October 25, 2017
Source: Pork CRC
Pork CRC benchmarking results for 2016-17 are in and the progress achieved by Australian pork producers has impressed CEO Roger Campbell.
“I’m very happy with the progress made over time, especially in reproduction,” Campbell says. “We now have Australian herds exceeding 11 weaned per litter and 26 plus weaned per mated female per year. … The trends in born alive, number weaned and weaned per mated sow per year have also been very positive over the past six to seven years, with individual herds achieving exceptional improvement year on year.”
Pork CRC held its last Benchmarking Project meeting in Melbourne Oct. 16-17, having commenced 10 years ago at a time when the majority of Australia’s pork producers, even those achieving commendable productivity levels, did not know how they were tracking compared with their competitors, both locally and overseas.
“Pork CRC’s Benchmarking Project has informed members and industry on where we sit globally and, importantly, how we compare to each other,” Campbell notes. “Non-members can use the figures to compare their performance with some of the best and in many cases identify what areas need to improve. I think the information is critical for the industry and the project has been so successful it is likely to be carried on by Australian Pork Limited in 2018.”

# # # # #

- Work to complete -
**1)** Based on the Pork CRC benchmarking article, do the following statements agree with the text? Answer yes or no for each, and quote the words from the text that decide it.
(a) Some Australian herds now exceed 11 weaned per litter.
(b) Pork CRC held its last Benchmarking Project meeting in Sydney.
(c) Australian Pork Limited is likely to carry on the project in 2018.
**2)** According to the Pork CRC benchmarking article, who is the CEO of Pork CRC?
**3)** Reproduce the passage of the Pork CRC benchmarking article word for word, starting at "October 25, 2017" and ending at "locally and overseas.".

# # # # #

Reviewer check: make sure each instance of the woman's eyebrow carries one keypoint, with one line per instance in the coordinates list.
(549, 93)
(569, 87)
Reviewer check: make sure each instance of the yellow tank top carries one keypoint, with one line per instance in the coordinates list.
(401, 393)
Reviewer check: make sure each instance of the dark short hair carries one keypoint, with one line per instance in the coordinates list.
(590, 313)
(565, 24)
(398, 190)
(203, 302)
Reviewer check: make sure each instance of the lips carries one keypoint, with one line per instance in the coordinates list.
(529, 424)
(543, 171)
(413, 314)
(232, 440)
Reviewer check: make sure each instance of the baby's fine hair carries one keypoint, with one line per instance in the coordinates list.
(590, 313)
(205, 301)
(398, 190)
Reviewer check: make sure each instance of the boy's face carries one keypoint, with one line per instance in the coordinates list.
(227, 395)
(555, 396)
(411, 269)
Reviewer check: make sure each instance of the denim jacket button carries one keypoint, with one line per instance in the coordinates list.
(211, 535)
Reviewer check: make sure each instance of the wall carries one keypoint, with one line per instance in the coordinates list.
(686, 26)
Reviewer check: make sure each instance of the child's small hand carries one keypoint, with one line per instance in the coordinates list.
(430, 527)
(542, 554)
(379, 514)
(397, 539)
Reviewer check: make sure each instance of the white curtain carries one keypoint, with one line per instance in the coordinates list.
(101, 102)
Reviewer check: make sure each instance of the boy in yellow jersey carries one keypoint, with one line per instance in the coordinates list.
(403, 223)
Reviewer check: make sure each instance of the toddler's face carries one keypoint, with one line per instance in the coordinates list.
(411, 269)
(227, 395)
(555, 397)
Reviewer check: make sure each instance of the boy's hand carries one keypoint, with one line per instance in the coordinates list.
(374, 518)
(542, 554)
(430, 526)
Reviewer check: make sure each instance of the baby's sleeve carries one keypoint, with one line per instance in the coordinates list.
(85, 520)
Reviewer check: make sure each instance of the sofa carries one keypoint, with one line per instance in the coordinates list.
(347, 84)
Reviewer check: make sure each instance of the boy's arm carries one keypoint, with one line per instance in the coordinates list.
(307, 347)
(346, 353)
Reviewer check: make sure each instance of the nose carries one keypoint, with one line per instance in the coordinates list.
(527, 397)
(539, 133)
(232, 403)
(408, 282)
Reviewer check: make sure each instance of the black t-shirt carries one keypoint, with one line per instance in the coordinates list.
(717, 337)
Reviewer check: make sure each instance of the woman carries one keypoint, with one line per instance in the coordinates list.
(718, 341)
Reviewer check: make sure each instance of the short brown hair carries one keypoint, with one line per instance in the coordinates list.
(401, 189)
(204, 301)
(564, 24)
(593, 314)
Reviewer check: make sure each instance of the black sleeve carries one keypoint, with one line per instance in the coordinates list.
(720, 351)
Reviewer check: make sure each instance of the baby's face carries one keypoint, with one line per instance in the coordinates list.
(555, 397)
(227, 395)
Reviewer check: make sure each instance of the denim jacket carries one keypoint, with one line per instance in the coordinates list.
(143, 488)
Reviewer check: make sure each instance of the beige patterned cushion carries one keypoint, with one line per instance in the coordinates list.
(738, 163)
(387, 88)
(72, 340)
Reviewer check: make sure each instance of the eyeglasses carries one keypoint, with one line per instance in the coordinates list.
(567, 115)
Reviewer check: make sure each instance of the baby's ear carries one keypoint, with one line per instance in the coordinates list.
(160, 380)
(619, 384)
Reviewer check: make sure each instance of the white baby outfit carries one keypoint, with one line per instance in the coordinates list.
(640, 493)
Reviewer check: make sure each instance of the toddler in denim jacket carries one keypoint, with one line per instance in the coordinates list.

# # # # #

- Exercise solutions -
**1)**
(a) Yes: "We now have Australian herds exceeding 11 weaned per litter"
(b) No: "Pork CRC held its last Benchmarking Project meeting in Melbourne Oct. 16-17"
(c) Yes: "it is likely to be carried on by Australian Pork Limited in 2018"

**2)** Roger Campbell is the CEO of Pork CRC.

**3)**
October 25, 2017
Source: Pork CRC
Pork CRC benchmarking results for 2016-17 are in and the progress achieved by Australian pork producers has impressed CEO Roger Campbell.
“I’m very happy with the progress made over time, especially in reproduction,” Campbell says. “We now have Australian herds exceeding 11 weaned per litter and 26 plus weaned per mated female per year. … The trends in born alive, number weaned and weaned per mated sow per year have also been very positive over the past six to seven years, with individual herds achieving exceptional improvement year on year.”
Pork CRC held its last Benchmarking Project meeting in Melbourne Oct. 16-17, having commenced 10 years ago at a time when the majority of Australia’s pork producers, even those achieving commendable productivity levels, did not know how they were tracking compared with their competitors, both locally and overseas.